• _TRECHO_:
A disputa agressiva pelos investimentos estrangeiros que voltaram a fluir para o Brasil na década de 1990 é consistente com essa abordagem, uma vez que a prosperidade de cada região vem sendo cada vez mais percebida como dependente da capacidade de cada localidade de se dedicar a estratégias competitivas efetivas para atrair novos empreendimentos (Cheshire e Gordon, 1996; Budd, 1998; Cox e Mair, 1988).

De acordo com Cheshire e Gordon, a competição territorial sempre se configura como um "processo implícito ou explícito de disputa com outras regiões" (1996, p. 385), processo este que inclui uma série enorme de incentivos econômicos, de infra-estrutura e mesmo de formação e qualificação de fornecedores e trabalhadores.

No entanto, a competição territorial é orientada pela lógica de cada região, que busca, antes de mais nada, aumentar sua própria eficiência. Nesse sentido, o fato de a disputa não ter como objetivo a diminuição de eventuais disparidades entre as regiões, as conseqüências da competição territorial podem vir a neutralizar eventuais efeitos positivos derivados do processo de integração econômica. Como Cheshire e Gordon (1998) enfatizaram, a competição territorial é positiva quando consegue promover o crescimento e o bem-estar econômico local e nacional. Porém, seus resultados podem mostrar-se negativos. Serão classificados como de soma-zero, quando qualquer aumento no bem-estar local é alcançado às custas do bem-estar de outras regiões; ou como puro desperdício, quando a competição territorial representa não mais do que uma simples dilapidação de recursos. Neste último caso, os efeitos da competição territorial em termos da melhoria do bem-estar a longo prazo tendem a ser insignificantes em termos locais e podem mesmo acarretar conseqüências econômicas perversas em outras regiões.

• _ENTRADAS DE DADOS_:

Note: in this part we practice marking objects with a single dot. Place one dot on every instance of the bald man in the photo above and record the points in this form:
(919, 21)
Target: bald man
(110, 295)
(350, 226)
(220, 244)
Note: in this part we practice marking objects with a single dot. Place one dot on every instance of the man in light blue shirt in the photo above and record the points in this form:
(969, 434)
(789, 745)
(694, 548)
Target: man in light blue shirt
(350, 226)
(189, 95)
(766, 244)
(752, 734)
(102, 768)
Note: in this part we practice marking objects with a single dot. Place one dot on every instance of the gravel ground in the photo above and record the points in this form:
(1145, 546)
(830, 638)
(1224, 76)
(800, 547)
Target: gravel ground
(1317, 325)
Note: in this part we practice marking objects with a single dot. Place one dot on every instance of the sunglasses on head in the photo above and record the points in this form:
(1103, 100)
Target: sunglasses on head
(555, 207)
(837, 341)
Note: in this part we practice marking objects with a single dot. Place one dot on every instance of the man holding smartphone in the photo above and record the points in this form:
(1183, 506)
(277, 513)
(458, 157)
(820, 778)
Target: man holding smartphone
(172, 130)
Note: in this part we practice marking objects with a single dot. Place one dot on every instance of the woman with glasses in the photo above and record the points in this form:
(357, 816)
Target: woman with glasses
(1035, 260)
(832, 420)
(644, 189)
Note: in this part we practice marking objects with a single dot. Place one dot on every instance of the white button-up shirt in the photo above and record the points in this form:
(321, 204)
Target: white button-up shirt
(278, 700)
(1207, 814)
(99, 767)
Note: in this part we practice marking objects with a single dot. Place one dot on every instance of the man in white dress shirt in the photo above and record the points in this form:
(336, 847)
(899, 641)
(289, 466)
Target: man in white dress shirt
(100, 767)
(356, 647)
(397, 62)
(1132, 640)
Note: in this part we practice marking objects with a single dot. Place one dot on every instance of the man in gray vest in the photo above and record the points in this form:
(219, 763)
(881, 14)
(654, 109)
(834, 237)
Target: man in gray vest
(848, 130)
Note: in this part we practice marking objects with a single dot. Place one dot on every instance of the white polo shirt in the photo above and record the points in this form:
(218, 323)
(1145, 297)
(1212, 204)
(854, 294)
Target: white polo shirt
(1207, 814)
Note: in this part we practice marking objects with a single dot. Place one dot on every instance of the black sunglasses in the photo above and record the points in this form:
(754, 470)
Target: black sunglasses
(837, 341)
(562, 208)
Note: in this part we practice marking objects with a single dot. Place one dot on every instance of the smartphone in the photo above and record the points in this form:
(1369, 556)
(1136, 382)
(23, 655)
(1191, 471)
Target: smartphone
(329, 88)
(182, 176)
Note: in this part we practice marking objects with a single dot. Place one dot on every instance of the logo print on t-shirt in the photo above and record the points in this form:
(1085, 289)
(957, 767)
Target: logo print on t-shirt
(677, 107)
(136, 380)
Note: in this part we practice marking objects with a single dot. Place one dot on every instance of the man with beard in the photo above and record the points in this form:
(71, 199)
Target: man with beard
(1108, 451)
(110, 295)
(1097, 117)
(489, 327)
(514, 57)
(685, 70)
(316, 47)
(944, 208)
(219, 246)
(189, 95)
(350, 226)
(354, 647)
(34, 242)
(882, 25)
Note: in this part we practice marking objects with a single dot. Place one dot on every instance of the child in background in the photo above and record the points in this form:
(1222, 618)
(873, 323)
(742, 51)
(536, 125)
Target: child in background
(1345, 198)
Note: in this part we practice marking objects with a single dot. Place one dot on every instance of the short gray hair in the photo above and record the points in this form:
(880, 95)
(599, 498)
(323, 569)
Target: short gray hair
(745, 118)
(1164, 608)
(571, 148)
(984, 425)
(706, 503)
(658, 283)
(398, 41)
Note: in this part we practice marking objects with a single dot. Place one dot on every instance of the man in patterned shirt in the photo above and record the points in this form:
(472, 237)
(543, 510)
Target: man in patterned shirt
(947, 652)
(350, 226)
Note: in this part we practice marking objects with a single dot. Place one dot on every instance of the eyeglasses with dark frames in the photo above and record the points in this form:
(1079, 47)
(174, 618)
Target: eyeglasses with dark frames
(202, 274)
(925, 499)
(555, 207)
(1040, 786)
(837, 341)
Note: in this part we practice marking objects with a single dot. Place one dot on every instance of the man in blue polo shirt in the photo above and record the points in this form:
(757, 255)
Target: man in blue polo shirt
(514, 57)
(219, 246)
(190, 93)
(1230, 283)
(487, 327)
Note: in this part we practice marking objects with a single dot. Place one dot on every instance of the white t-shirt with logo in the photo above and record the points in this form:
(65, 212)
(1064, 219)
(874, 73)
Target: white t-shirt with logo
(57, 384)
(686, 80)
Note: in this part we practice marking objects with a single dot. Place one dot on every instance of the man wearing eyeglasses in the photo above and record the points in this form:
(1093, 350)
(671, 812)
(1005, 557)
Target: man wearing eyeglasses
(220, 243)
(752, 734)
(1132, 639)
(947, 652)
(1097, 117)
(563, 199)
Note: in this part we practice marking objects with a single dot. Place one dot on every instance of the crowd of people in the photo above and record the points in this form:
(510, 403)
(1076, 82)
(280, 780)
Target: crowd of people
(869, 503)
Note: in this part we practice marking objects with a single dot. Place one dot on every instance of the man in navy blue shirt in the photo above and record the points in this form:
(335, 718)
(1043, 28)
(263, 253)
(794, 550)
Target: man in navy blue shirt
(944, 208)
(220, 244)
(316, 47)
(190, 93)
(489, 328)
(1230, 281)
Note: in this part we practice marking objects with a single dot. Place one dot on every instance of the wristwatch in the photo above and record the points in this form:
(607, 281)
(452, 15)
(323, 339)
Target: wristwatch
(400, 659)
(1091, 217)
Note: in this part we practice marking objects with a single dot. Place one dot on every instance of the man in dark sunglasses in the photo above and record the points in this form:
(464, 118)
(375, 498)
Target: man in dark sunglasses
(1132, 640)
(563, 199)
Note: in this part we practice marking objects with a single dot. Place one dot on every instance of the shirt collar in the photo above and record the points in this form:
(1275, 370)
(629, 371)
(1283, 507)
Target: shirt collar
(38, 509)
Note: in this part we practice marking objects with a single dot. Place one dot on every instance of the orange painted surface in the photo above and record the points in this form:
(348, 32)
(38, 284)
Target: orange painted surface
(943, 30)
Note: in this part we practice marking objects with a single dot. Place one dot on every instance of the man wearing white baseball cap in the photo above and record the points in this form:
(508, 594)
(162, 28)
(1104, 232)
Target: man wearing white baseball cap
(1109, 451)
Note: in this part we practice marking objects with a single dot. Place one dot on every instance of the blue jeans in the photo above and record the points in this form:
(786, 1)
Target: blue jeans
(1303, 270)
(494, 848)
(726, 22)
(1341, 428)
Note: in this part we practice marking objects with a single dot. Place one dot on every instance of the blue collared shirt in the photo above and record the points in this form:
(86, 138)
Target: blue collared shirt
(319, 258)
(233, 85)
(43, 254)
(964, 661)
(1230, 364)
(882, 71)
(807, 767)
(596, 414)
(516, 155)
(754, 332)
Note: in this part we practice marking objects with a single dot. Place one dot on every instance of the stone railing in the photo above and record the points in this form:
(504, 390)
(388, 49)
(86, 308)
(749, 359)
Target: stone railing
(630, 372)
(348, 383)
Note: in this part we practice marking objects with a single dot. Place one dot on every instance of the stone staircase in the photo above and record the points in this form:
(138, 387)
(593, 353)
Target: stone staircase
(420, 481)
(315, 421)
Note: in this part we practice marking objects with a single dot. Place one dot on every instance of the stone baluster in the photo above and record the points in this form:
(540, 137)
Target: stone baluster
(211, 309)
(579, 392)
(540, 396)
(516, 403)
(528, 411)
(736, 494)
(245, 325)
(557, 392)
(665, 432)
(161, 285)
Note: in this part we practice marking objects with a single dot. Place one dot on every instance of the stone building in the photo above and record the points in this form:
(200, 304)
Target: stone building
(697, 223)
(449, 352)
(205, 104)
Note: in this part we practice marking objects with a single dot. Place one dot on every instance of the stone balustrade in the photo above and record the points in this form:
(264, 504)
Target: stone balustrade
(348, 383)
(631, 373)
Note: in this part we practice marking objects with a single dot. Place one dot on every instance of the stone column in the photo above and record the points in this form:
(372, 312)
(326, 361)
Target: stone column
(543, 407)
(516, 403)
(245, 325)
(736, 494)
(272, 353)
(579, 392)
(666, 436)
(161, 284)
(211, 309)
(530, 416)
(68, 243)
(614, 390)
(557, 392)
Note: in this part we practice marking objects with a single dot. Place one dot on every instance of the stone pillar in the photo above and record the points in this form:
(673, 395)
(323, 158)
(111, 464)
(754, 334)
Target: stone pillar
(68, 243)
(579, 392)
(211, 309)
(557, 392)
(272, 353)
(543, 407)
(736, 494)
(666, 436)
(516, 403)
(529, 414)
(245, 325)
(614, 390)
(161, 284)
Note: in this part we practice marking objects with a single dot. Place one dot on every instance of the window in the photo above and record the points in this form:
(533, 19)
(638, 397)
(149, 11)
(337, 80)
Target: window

• _PEDIDO 1_: De acordo com o trecho, em que situação os resultados da competição territorial são classificados como de soma-zero?
• _PEDIDO 2_: Selecione todas as linhas da listagem que contêm a palavra "head".

• _RESPOSTA RESOLVIDA 1_: Quando qualquer aumento no bem-estar local é alcançado às custas do bem-estar de outras regiões.

• _RESPOSTA RESOLVIDA 2_:
Note: in this part we practice marking objects with a single dot. Place one dot on every instance of the sunglasses on head in the photo above and record the points in this form:
Target: sunglasses on head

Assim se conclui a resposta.